TASK
Print each entry verbatim.

GIVEN INFORMATION
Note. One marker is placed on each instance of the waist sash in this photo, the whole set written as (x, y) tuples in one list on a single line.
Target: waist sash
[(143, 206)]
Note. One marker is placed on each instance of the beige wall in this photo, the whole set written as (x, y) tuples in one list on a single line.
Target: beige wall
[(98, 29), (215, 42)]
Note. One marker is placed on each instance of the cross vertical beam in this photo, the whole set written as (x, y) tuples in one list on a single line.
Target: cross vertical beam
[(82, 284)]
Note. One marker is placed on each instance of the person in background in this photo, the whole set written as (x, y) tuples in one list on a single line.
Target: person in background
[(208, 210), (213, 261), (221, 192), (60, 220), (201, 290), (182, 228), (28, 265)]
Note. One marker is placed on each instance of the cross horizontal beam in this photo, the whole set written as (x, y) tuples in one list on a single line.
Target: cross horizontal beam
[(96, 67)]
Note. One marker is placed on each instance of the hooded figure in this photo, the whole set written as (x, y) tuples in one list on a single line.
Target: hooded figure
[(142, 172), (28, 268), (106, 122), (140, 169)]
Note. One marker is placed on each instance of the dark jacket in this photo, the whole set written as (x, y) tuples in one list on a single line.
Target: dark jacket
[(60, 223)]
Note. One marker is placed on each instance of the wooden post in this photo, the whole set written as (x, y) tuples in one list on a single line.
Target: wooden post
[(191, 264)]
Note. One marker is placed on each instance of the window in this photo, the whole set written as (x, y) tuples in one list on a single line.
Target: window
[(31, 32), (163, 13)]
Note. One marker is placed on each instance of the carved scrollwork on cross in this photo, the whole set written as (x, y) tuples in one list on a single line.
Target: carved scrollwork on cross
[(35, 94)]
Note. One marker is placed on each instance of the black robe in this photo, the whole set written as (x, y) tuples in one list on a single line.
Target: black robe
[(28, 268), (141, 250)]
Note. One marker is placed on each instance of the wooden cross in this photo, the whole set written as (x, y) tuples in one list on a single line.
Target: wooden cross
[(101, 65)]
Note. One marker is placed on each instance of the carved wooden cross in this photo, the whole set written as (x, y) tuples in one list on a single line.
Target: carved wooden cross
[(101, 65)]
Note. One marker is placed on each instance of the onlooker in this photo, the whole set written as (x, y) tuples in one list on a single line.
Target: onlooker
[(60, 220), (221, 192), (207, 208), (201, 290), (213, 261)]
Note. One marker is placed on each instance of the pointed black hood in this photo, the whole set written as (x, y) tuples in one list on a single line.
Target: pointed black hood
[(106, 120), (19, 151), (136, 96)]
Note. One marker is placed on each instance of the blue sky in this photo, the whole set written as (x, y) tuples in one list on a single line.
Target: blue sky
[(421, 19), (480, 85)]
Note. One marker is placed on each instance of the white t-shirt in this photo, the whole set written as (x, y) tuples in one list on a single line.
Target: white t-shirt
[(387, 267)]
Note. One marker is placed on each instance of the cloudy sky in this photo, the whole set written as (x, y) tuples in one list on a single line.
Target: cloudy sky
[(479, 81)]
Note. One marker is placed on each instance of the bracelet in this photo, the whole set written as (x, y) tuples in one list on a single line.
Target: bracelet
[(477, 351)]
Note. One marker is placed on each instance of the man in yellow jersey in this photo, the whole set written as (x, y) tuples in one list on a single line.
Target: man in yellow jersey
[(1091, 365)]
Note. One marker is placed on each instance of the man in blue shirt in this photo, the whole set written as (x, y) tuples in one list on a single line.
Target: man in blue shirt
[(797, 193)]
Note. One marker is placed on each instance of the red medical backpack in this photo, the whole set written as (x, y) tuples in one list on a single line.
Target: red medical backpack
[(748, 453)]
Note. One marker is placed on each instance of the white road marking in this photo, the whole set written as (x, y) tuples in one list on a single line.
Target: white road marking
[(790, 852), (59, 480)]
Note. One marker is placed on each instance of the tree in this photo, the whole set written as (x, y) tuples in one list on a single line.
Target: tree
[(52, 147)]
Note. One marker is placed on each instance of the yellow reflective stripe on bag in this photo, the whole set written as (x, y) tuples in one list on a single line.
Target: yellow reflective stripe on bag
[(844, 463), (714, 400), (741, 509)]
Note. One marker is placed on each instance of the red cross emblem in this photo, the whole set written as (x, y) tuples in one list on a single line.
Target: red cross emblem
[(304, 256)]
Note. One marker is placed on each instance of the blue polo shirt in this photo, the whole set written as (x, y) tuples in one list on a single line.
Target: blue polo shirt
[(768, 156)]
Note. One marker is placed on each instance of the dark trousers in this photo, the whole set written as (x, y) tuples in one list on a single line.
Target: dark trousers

WRITTEN ANSWER
Note. One marker is placed on each instance of the waist sash in this photo, the whole set written as (x, y) tuples in one list on a single line.
Target: waist sash
[(143, 206)]
Note. One marker is placed on each instance of the beige wall in this photo, the whole set written as (x, y) tuples in one list on a single line.
Target: beige wall
[(98, 29), (215, 42)]
Note. One marker is placed on each instance of the cross vertical beam in this photo, the whole set written as (x, y) tuples in one list on a single line.
Target: cross vertical beam
[(82, 284)]
Note. One marker is placed on each instance of the person in background in this photo, the whole set written as (x, y) tuples in one list on a single line.
Target: person in background
[(208, 210), (213, 261), (221, 192), (60, 220), (201, 290), (182, 228), (28, 265)]
Note. One marker is placed on each instance of the cross horizontal beam in this photo, the whole set written as (x, y) tuples in one list on a single line.
Target: cross horizontal beam
[(96, 67)]
Note. One marker is placed on each instance of the hooded figure in this photo, the whole set written as (x, y) tuples in one list on a single line.
Target: hooded figure
[(142, 172), (28, 268), (106, 122), (140, 169)]
Note. One marker is placed on each instance of the dark jacket in this photo, the whole set written as (x, y) tuples in one list on a single line.
Target: dark jacket
[(60, 223)]
Note. One marker is placed on each instance of the wooden post in this photo, the whole set written as (x, y) tuples in one list on a single line.
Target: wooden post
[(191, 264)]
Note. One marker is placed on each instance of the window in this photo, the whole set written as (x, y) tuples in one list on a single line.
Target: window
[(31, 32), (163, 13)]
Note. One marker is placed on each instance of the carved scrollwork on cross in this photo, the whole set written as (x, y) tuples in one list on a single line.
Target: carved scrollwork on cross
[(35, 94)]
Note. One marker is placed on each instance of the black robe in this photo, the whole set written as (x, y) tuples in one list on a single line.
Target: black robe
[(28, 268), (141, 250)]
Note. One marker is placed on each instance of the wooden cross in this photo, the whole set written as (x, y) tuples in one list on a single line.
Target: wooden cross
[(101, 65)]
Note. One marker is placed on each instance of the carved wooden cross in this photo, the whole set written as (x, y) tuples in one list on a single line.
Target: carved wooden cross
[(101, 65)]
Note. One marker is placed on each instance of the onlooker in this photo, the whole set written as (x, y) tuples in one list on a single line.
Target: onlooker
[(60, 220), (221, 192), (207, 208), (201, 290), (213, 261)]
Note. One marker is placed on each instance of the pointed black hood in this photo, the whole set written as (x, y) tuples in one list on a single line.
Target: pointed black hood
[(106, 120), (19, 151), (136, 96)]
Note. One marker is placed on each instance of the blue sky in this photo, the whole set written as (x, y) tuples in one list on a single line.
Target: blue sky
[(421, 19), (480, 85)]
Note. One marker is placed on each instance of the white t-shirt in this photo, the whole set written as (x, y) tuples in one list on a single line.
Target: white t-shirt
[(387, 267)]
Note. One marker is placed on each instance of the cloudy sky in this photo, the whole set written as (x, y) tuples in one list on a single line.
Target: cloudy sky
[(479, 81)]
Note. One marker is placed on each instance of the bracelet in this photo, the whole set written as (x, y) tuples in one list on a single line.
Target: bracelet
[(477, 351)]
Note. One marker is placed on each instance of the man in yellow jersey in this photo, the whole set written as (x, y) tuples in one list on a single line.
Target: man in yellow jersey
[(1091, 365)]
Note. One marker is placed on each instance of the man in blue shirt in this photo, the whole set written as (x, y) tuples in one list on a single line.
Target: man in blue shirt
[(797, 193)]
Note. One marker is placed on each instance of the red medical backpack in this photo, the whole set written as (x, y) tuples in one list on a single line.
Target: red medical backpack
[(748, 453)]
Note. One marker is placed on each instance of the white road marking in this photo, the whole set written as (x, y) tuples in one list on a single line.
Target: white road marking
[(790, 852), (59, 480)]
Note. One marker is placed on each instance of the tree in this photo, the whole set written as (x, y) tuples in one list on a single line.
Target: tree
[(52, 147)]
Note. One marker is placed on each instance of the yellow reflective stripe on bag in this photo, the whole set written as (x, y) tuples in one list on a single line.
Target: yellow reflective stripe on bag
[(844, 463), (714, 400), (741, 509)]
Note. One marker is placed on each instance of the red cross emblem in this photo, the whole set written as (x, y) tuples in one list on a single line.
Target: red cross emblem
[(304, 256)]
Note. One marker is placed on each instance of the blue polo shirt in this photo, the whole set written as (x, y) tuples in one list on a single line.
Target: blue polo shirt
[(768, 156)]
Note. One marker is placed on each instance of the dark trousers in this photo, the whole set written as (x, y) tuples in one list on a single line.
Target: dark trousers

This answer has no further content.